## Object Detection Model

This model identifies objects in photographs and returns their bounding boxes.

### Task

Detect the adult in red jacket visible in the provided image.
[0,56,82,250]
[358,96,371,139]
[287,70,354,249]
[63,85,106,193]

_ _ _

Rewrite every line of the records, requests included, adding 148 to each bounding box coordinate in the answers.

*Result:*
## Object Detection Model

This model identifies objects in photographs and returns their bounding boxes.

### Task

Detect the adult in red jacket visible in the provided image.
[148,204,230,398]
[506,244,519,287]
[435,218,502,397]
[211,233,254,341]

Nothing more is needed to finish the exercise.